* Your task *
Retype the listing below line for line, keeping every character unchanged.

━━ Information provided ━━

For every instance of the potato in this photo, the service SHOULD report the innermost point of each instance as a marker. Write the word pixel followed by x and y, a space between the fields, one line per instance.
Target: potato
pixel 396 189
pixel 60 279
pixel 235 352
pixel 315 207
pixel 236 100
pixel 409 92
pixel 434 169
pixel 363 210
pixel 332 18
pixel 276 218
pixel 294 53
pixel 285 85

━━━

* The solution *
For every instance of the potato in this photo, the service SHOULD report the innermost point of each instance as a marker. Write the word pixel followed by x and y, a space between the fields, one line per instance.
Target: potato
pixel 396 189
pixel 60 279
pixel 235 352
pixel 315 207
pixel 236 100
pixel 409 92
pixel 434 169
pixel 363 210
pixel 332 18
pixel 276 218
pixel 294 53
pixel 285 85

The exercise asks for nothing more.